In the forum excerpt on decoy work below, what two actions does Howard Gaines III say he adds to the loud crack and frontal body position in a defensive mode?

→ Excerpted passage
____

IMO the whip is a prey item…. 

Also…. Why are people ever letting the decoy correct their dog??? It teaches the dog that the decoy is to be feared and respected…. I want my dog to own the decoy every time he takes the fight to the decoy and know that I’m making any and all corrections.

-Rant Over- :razz:


----------



## Khoi Pham

"HA HA I win. LOL"

I thought this was a disscusion forum about training dogs not an argument of who wins in argument contest, I have been sticking all to dog training issues, you on the other hand have been calling me ninja and poking and making fun of me and other with LOL crap, here is what I'm LOL at when I saw your dog at a mondio trial start to heel with the decoy instead of staying with you for the handler defense, what a joke man and what a trainer you are, all holes in traininng will show on the field and it sure did, don't critique other trainings until you can train one yourself, maybe you should use the whip more often heh Jeff, mr. know it all, you would be better off if you get off the mental of Mondio training is god and the rest is shit. You should be LOL at your dog performance first before you LOL at others.


----------



## Khoi Pham

"Also…. Why are people ever letting the decoy correct their dog??? It teaches the dog that the decoy is to be feared and respected…. I want my dog to own the decoy every time he takes the fight to the decoy and know that I’m making any and all corrections."

Heh heh Matthew ask Jeff how they train guard/transport in Mondio, all decoy corrections there, and no I don't correct the dog during decoy work, except when doing Mondio, but for other sport I bring their attention back to me.


----------



## Howard Gaines III

Open up Pandora's Box and let the sh*t fly! This has been one stimulating conversation on a training point that I KNEW would open up. The nice thing about this, those who don't know about drives and training can get a feel for what decoys/helpers are trying to bring out in the dog. 

Yep the whip is a tool. But I go back to point of using the body first and the whip second to move the dog into and out of drives or behaviors. Khoi you mentioned using the whip on a young dog. How young and how is it done? We take puppies and stroke them with the whip, wiping their sides; it isn't used to sting their legs if the animal doesn't pay attention.

In a defensive mode, I use the loud crack and frontal body position to show "size and fight" towards the dog. I also hiss and stomp the dirt. The strong dog will lean into the decoy and not look away. The dog that can't handle much pressure may look away or show other body signals. The problem I'll have with a decoy who whips my dog, what if you whip him w/o control and cut his eye beyond use? Was that technique worth using? Exit the blind and create some distance, then move back in for a B & H. It still goes to the motion topic...new thread!


----------



## Kristen Cabe

Matthew Grubb said:


> Jay described a dog that is so confident that it works in a prey like state regardless of how much “defense” is put on it. IMO that dog has fight…. That dog is so confident that it knows that I (the dog) bring the fight


Jak was completely prey-oriented. That dog's defense threshold was so high it was nearly non existent. I don't recall ever seeing him work in defense, but I honestly do not believe he fits the above description.

____

→ Items
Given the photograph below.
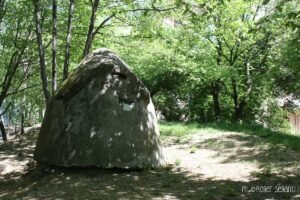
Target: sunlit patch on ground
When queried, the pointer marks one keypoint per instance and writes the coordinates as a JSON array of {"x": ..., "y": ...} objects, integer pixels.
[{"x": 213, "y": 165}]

____

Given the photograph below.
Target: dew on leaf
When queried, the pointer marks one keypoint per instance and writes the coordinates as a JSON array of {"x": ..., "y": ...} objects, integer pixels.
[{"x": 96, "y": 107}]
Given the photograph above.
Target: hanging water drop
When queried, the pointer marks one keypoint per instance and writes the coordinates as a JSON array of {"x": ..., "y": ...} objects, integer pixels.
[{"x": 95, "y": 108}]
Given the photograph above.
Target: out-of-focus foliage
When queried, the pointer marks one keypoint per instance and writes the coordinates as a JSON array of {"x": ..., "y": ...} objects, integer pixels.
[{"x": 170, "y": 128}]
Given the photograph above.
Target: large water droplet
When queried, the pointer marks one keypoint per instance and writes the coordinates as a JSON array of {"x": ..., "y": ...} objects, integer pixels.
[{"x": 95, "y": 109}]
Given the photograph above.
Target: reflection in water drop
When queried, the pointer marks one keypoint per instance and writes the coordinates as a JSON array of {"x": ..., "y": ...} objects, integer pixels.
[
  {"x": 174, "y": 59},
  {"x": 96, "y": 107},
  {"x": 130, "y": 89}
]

____

→ Answer for the task
He hisses and stomps the dirt.